═════ Records provided

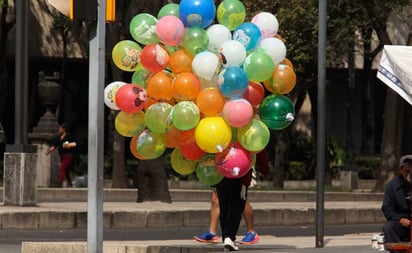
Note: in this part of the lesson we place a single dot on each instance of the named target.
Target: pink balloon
(254, 93)
(237, 112)
(170, 30)
(234, 161)
(130, 98)
(154, 57)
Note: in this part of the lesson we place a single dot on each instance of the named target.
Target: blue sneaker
(250, 238)
(207, 237)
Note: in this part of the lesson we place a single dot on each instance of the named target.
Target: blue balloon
(248, 34)
(233, 81)
(197, 12)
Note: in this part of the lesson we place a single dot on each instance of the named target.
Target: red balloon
(190, 150)
(254, 93)
(234, 161)
(154, 57)
(130, 98)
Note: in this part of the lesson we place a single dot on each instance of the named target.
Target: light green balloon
(231, 13)
(254, 136)
(140, 76)
(258, 66)
(143, 28)
(207, 172)
(171, 9)
(157, 117)
(151, 145)
(180, 164)
(195, 40)
(185, 115)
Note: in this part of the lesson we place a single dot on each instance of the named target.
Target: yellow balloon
(180, 164)
(213, 134)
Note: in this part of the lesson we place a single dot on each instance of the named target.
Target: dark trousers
(231, 206)
(66, 161)
(395, 232)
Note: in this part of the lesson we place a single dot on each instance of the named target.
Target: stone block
(60, 220)
(19, 179)
(129, 219)
(165, 219)
(196, 218)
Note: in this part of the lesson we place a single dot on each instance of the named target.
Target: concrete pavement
(67, 208)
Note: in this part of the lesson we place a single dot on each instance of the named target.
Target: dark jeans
(231, 206)
(395, 232)
(66, 161)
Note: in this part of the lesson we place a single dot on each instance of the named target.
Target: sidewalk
(349, 244)
(67, 208)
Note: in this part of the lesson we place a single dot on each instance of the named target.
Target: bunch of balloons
(199, 87)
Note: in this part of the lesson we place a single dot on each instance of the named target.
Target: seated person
(396, 204)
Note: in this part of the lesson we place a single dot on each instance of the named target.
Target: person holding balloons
(229, 201)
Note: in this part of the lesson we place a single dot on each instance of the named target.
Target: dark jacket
(396, 204)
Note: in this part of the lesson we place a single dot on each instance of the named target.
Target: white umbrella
(395, 70)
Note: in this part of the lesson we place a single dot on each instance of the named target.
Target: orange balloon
(186, 86)
(287, 62)
(210, 101)
(283, 80)
(180, 61)
(159, 86)
(133, 148)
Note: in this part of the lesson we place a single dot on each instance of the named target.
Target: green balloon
(277, 111)
(180, 164)
(151, 145)
(258, 66)
(206, 171)
(254, 136)
(140, 75)
(185, 115)
(231, 13)
(157, 117)
(195, 40)
(143, 28)
(171, 9)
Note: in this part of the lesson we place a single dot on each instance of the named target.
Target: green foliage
(368, 166)
(336, 153)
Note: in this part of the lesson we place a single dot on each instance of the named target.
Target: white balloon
(274, 47)
(217, 34)
(232, 53)
(205, 65)
(110, 94)
(267, 23)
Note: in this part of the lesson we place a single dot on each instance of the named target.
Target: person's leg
(231, 206)
(248, 216)
(393, 231)
(64, 166)
(210, 236)
(214, 212)
(251, 236)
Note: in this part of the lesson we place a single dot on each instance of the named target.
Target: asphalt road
(10, 239)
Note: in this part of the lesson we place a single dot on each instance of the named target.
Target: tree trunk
(391, 139)
(152, 181)
(280, 159)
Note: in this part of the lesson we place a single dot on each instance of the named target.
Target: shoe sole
(252, 242)
(230, 247)
(206, 241)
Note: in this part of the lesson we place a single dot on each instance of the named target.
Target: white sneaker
(230, 245)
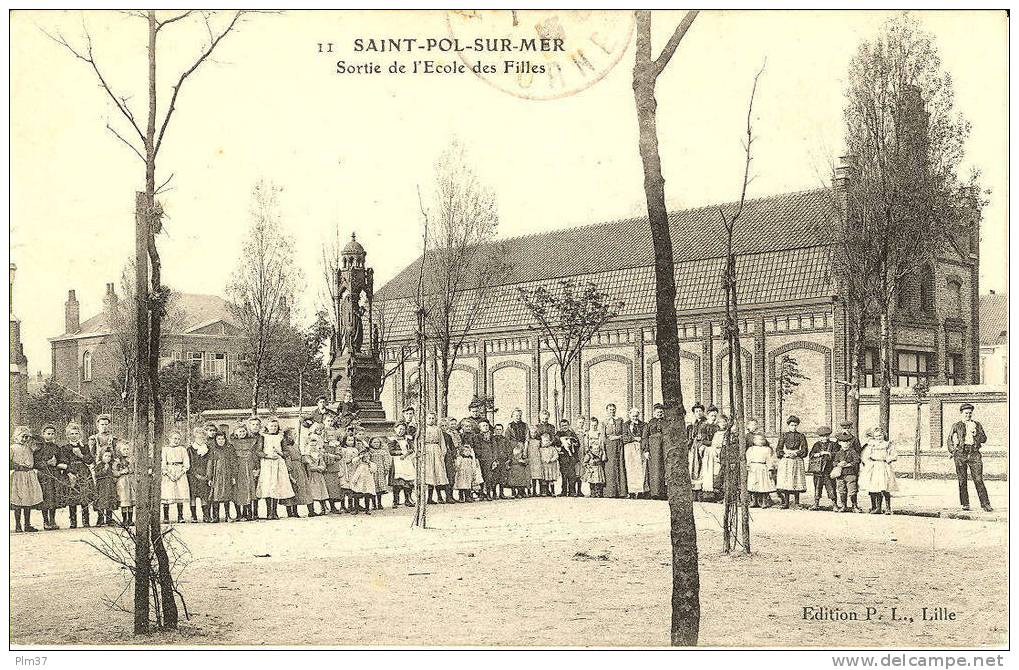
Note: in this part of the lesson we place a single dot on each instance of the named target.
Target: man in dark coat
(81, 488)
(452, 440)
(965, 440)
(486, 451)
(569, 445)
(819, 464)
(543, 426)
(635, 454)
(654, 444)
(847, 460)
(477, 412)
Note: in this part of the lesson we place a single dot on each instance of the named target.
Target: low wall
(935, 413)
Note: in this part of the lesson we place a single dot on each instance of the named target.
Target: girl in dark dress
(299, 476)
(46, 460)
(220, 469)
(106, 489)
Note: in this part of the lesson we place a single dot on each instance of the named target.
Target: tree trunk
(143, 444)
(421, 504)
(916, 441)
(886, 363)
(562, 385)
(443, 379)
(164, 576)
(856, 367)
(686, 581)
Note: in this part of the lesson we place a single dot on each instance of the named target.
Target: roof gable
(769, 224)
(785, 276)
(217, 327)
(994, 319)
(184, 314)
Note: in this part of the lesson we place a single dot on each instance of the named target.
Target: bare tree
(463, 263)
(151, 295)
(568, 317)
(263, 283)
(686, 579)
(421, 337)
(854, 268)
(906, 198)
(735, 486)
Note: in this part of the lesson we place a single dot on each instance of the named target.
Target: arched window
(927, 288)
(955, 297)
(87, 367)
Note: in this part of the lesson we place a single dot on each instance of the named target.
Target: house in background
(790, 308)
(995, 338)
(198, 327)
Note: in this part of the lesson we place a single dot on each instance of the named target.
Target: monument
(355, 365)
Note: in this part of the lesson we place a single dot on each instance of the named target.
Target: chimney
(844, 175)
(110, 299)
(71, 314)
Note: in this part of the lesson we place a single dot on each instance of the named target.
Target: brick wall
(936, 414)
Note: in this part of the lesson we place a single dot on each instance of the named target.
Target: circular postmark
(540, 54)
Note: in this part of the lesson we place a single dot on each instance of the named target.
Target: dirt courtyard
(549, 572)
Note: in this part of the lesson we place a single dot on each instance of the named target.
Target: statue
(355, 367)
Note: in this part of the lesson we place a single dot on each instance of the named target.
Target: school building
(790, 310)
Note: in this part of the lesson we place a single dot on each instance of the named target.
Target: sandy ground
(537, 572)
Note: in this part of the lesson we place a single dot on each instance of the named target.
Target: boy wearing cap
(965, 440)
(104, 438)
(48, 467)
(792, 479)
(846, 472)
(820, 462)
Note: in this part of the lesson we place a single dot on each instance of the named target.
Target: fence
(919, 429)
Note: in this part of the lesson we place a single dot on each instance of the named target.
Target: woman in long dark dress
(654, 443)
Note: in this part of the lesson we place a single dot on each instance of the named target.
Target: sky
(351, 151)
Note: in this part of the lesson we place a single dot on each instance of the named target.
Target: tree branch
(186, 73)
(172, 19)
(121, 138)
(87, 56)
(674, 42)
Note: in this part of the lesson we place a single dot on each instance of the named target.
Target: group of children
(330, 466)
(839, 465)
(83, 476)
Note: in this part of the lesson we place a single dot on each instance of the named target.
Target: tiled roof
(994, 319)
(789, 275)
(769, 224)
(185, 311)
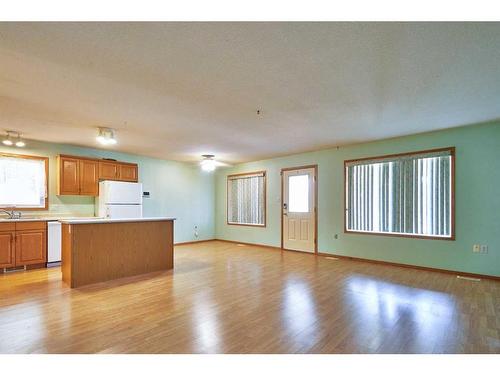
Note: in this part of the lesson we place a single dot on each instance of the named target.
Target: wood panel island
(96, 250)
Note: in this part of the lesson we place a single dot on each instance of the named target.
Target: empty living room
(275, 186)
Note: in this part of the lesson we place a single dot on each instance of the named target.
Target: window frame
(46, 161)
(230, 177)
(451, 150)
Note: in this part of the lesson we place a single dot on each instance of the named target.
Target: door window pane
(298, 193)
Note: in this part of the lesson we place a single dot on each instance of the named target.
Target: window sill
(403, 235)
(248, 225)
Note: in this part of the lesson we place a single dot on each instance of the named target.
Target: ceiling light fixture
(19, 141)
(8, 140)
(106, 136)
(208, 163)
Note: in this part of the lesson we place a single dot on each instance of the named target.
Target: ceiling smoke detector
(208, 163)
(106, 136)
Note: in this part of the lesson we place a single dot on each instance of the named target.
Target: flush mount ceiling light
(13, 138)
(106, 136)
(208, 163)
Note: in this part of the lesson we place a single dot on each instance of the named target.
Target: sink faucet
(12, 214)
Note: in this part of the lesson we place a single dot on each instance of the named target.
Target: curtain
(246, 199)
(22, 182)
(409, 194)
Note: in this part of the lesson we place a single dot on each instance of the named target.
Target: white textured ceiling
(178, 90)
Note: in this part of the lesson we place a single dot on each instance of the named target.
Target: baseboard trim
(194, 242)
(375, 261)
(404, 265)
(250, 244)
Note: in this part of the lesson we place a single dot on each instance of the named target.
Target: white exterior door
(299, 209)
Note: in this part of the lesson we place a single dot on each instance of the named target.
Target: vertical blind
(246, 199)
(22, 182)
(410, 194)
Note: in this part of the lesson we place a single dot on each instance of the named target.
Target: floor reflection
(206, 323)
(426, 315)
(299, 310)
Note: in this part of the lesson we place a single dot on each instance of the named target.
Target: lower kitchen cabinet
(31, 247)
(7, 249)
(23, 243)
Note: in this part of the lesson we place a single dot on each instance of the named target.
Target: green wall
(477, 202)
(177, 189)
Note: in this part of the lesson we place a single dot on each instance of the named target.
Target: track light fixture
(13, 138)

══════════

**What is being asked**
The lines to reproduce run from the one containing "Target: baseboard trim" to the last line of the listing; print them exactly, including both ends.

**Result of the exercise**
Target: baseboard trim
(194, 242)
(375, 261)
(404, 265)
(250, 244)
Note: in this part of the lesson we place a single dot on each instance of the named target.
Target: white exterior door
(299, 209)
Note: in this part of the lesson we place a single dot on each instance of the named target.
Target: vertical blind
(246, 199)
(22, 182)
(410, 194)
Note: in this part of the lesson we place a single dot on each instance of the named target.
Target: floor reflection
(206, 323)
(426, 315)
(299, 310)
Note: in this part of the lesson we place a single dot on each instance of the named target.
Target: lower kitchen cabinet
(31, 247)
(7, 249)
(23, 243)
Note: in this part of the lesson we place a single dot on each instance of the named target.
Target: green wall
(477, 202)
(177, 189)
Note: in this part of the lesson we place a single dot on each instance of the named target.
Target: track light fixture
(13, 138)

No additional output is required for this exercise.